## [Instructions for the task]
Please filter the lines below, keeping each one that contains the word "building". Case counts, so match only that exact capitalization.

(Data listing)
********************

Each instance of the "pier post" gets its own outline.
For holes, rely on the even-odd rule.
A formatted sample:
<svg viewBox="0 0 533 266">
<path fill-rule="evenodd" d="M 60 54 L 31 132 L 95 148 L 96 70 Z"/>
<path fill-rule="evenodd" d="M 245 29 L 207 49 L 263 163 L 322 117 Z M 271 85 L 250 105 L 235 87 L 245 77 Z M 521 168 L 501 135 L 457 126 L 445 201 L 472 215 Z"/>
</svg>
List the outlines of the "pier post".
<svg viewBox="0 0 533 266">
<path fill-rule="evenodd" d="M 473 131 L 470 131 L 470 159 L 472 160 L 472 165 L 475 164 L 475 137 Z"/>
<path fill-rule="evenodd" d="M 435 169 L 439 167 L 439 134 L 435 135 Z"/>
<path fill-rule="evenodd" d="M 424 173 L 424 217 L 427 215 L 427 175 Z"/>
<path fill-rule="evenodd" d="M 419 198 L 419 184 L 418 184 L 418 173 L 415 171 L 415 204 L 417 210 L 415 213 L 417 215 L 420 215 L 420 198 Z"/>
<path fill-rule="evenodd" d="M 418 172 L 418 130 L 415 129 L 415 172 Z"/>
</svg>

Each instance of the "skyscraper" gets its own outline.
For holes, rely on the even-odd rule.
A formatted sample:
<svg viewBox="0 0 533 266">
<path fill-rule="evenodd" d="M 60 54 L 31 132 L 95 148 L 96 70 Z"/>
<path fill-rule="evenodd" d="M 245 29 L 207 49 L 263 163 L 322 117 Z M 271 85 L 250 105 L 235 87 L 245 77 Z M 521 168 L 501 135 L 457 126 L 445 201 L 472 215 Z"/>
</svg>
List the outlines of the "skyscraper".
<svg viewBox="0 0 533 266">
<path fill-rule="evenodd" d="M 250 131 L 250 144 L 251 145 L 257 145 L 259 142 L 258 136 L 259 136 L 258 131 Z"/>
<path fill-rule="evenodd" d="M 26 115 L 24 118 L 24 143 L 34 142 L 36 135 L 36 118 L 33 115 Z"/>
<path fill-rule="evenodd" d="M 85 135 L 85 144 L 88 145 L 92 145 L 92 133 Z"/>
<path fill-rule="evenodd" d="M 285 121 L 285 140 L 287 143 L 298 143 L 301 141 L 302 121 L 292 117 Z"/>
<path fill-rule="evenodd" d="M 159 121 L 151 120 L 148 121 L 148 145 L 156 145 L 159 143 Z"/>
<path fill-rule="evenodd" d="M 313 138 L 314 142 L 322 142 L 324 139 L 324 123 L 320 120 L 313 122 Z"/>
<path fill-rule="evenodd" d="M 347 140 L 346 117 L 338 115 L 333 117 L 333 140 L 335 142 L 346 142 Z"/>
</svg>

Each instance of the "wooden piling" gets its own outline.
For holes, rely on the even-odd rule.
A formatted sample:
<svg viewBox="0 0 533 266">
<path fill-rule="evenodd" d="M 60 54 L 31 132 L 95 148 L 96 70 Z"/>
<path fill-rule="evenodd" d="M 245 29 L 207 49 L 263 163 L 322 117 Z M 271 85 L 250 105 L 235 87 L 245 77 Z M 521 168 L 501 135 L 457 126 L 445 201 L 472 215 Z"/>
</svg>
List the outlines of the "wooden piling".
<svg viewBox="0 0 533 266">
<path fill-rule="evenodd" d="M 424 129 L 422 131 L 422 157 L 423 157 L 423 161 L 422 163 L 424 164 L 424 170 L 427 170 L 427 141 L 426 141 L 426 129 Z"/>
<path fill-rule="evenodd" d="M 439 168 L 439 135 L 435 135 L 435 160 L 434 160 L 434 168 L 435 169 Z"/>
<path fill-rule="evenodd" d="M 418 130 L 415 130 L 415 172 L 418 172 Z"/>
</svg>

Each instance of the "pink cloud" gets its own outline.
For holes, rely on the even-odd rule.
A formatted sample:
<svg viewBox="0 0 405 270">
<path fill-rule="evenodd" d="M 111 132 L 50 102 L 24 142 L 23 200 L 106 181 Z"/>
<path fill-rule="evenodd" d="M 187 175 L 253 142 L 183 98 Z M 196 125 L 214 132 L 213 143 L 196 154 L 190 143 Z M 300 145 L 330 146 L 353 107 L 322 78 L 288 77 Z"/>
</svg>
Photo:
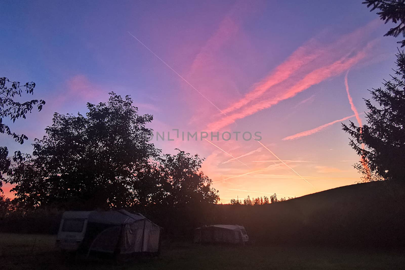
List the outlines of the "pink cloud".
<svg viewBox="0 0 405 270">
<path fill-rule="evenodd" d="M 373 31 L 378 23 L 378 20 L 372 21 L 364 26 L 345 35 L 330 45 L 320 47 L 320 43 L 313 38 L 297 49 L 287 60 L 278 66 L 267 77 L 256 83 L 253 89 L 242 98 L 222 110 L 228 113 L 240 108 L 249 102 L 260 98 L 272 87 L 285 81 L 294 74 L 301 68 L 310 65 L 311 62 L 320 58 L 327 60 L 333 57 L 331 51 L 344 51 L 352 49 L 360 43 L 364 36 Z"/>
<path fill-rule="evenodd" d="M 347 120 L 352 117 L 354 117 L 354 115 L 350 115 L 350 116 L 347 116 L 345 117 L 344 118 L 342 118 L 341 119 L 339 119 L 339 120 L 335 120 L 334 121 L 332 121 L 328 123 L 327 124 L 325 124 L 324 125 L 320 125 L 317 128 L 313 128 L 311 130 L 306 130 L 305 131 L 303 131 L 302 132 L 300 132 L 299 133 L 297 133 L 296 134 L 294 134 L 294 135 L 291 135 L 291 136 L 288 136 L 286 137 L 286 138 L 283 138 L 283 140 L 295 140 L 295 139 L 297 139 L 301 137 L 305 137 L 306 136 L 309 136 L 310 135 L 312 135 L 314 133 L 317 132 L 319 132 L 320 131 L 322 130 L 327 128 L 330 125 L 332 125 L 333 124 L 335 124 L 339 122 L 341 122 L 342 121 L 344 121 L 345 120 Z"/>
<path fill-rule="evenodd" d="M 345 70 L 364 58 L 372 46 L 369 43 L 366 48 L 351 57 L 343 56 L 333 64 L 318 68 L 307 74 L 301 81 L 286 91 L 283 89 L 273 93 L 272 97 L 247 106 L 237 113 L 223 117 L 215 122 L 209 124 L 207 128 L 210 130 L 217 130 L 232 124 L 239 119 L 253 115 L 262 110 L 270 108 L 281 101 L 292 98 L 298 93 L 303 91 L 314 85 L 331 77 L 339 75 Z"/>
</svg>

********************

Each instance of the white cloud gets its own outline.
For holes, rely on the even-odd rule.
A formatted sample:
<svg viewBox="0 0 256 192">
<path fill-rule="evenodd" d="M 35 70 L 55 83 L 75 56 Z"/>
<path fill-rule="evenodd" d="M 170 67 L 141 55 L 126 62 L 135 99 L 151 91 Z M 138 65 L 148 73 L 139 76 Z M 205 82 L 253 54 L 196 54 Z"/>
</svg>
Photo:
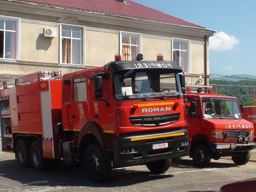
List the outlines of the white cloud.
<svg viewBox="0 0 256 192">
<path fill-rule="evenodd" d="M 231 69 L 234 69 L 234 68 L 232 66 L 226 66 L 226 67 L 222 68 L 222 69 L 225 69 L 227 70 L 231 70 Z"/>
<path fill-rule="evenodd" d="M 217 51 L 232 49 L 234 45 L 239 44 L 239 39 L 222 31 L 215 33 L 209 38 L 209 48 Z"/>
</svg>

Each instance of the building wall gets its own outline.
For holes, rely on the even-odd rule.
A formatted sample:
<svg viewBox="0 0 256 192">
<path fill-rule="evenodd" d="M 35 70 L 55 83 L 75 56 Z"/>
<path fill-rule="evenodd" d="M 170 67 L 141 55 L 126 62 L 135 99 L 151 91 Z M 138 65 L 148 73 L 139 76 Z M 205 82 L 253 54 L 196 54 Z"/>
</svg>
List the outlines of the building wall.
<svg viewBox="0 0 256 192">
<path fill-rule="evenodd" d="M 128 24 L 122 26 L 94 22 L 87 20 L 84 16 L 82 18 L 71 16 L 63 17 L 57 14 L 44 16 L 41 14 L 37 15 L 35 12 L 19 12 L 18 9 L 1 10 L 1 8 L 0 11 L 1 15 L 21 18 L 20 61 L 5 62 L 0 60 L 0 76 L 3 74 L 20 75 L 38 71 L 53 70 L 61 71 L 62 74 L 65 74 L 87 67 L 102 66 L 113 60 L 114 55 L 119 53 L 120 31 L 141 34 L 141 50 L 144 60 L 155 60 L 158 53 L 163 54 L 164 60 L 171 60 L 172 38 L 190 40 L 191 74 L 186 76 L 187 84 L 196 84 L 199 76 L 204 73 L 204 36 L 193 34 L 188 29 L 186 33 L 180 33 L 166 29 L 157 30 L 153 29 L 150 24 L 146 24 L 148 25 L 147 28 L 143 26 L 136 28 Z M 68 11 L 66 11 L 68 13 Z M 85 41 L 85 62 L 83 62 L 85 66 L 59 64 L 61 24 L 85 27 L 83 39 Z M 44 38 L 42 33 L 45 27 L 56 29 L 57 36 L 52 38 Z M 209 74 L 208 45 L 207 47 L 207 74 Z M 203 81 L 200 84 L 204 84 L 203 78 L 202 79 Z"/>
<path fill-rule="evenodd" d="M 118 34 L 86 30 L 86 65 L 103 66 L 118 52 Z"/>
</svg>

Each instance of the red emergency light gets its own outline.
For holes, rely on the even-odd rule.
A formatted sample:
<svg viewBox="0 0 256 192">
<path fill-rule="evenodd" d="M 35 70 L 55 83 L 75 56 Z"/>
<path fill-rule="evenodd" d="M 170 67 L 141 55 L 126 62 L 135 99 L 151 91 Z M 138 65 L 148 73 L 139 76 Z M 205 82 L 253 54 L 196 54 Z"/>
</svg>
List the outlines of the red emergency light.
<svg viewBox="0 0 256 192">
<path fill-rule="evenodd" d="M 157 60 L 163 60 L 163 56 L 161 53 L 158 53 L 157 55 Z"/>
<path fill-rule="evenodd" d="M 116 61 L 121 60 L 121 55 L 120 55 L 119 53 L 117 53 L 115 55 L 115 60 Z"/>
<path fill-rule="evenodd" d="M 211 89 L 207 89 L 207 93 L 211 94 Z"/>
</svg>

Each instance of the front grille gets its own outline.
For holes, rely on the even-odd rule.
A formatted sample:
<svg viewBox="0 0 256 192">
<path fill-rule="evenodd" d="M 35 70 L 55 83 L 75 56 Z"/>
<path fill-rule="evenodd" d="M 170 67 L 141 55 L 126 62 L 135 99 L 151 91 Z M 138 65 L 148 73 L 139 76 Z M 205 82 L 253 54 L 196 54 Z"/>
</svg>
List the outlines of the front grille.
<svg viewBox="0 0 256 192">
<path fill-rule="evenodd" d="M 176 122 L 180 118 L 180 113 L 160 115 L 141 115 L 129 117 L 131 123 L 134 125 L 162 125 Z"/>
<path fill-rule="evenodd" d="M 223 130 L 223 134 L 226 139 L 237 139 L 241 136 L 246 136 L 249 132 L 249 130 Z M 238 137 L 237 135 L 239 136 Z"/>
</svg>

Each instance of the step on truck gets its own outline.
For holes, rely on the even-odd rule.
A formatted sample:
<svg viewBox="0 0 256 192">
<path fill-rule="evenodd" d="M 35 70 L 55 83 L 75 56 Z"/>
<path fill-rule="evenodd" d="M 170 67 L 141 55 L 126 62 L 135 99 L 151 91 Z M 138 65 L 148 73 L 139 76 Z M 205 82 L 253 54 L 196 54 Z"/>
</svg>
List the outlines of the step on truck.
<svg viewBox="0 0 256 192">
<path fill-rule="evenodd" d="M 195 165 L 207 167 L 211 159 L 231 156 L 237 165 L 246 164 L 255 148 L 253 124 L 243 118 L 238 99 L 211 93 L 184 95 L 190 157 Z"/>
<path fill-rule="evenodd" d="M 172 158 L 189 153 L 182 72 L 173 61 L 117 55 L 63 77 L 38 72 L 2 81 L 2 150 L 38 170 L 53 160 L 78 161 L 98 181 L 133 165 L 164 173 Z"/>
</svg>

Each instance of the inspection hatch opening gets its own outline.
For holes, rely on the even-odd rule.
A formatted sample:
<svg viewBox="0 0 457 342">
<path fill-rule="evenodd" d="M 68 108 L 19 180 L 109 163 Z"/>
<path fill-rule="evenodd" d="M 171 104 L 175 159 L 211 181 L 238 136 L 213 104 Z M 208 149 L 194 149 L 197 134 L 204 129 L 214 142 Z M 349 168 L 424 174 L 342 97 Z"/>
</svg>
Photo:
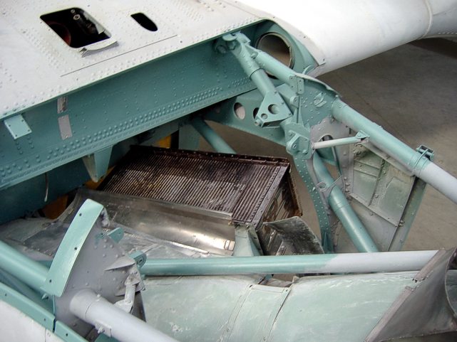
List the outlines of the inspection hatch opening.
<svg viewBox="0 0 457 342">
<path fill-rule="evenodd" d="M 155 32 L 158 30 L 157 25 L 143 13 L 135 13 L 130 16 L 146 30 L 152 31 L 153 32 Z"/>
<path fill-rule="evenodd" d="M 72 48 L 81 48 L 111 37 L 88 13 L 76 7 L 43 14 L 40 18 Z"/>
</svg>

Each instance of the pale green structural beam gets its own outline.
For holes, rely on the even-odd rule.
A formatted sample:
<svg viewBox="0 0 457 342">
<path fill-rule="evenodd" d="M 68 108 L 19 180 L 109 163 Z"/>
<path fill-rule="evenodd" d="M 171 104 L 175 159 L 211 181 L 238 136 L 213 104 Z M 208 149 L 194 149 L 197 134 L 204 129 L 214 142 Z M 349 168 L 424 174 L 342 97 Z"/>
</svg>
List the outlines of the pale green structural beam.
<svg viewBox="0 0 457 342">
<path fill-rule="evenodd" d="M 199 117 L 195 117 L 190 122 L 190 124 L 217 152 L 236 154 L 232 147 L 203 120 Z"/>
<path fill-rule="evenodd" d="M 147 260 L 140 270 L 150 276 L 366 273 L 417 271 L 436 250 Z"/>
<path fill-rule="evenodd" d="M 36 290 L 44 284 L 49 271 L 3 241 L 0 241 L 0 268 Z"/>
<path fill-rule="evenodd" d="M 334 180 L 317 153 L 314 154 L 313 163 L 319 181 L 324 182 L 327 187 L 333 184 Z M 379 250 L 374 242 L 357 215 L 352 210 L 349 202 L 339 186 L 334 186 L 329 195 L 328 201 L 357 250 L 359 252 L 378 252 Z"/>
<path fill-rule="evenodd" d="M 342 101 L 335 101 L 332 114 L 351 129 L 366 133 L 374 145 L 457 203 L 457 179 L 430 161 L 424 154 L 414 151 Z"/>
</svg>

********************

## [Response to the task]
Each instance of the building wall gets its own outline.
List the outlines of the building wall.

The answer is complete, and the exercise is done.